- _EXERCISE_: A single number is required: how many lines of the listing below include the word "bags".
-------
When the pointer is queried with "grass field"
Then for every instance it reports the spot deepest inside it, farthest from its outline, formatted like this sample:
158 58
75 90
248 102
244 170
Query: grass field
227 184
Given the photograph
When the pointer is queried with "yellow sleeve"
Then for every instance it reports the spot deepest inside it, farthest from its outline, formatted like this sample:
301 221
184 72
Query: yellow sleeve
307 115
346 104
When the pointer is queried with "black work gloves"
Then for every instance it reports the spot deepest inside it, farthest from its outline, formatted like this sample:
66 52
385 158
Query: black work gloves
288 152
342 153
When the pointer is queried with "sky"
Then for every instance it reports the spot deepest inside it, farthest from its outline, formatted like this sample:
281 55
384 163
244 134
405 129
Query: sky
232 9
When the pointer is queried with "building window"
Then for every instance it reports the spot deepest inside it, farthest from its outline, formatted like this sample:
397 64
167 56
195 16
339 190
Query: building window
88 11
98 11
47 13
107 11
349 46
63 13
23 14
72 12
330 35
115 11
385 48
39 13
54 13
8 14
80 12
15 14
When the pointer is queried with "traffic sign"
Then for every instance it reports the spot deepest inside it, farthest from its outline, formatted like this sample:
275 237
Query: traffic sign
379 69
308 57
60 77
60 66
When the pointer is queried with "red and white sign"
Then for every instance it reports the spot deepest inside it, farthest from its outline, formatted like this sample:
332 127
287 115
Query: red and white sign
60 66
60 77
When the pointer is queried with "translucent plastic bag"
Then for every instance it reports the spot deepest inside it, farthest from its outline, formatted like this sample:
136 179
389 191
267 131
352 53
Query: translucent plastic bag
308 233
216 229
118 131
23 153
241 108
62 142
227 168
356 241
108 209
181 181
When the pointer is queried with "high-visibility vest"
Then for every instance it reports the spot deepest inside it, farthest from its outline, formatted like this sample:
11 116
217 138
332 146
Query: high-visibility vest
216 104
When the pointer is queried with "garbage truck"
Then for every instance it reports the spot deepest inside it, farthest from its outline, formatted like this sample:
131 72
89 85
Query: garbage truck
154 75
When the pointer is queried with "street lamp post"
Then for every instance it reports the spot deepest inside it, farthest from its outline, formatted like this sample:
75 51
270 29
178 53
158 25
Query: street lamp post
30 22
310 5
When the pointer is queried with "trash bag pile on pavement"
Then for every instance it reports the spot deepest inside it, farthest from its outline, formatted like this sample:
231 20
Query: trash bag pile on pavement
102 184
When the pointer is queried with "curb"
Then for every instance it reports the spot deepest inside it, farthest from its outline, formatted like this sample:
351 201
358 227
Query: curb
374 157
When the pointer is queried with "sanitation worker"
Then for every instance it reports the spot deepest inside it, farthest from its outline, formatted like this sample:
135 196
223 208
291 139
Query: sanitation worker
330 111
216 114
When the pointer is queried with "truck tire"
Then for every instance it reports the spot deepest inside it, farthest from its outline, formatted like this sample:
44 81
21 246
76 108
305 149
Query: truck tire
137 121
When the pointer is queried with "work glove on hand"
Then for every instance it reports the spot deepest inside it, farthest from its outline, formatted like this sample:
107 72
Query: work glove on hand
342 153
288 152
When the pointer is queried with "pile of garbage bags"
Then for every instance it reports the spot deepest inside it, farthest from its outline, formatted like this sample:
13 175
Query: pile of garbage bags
-------
- _EXPECTED ANSWER_: 2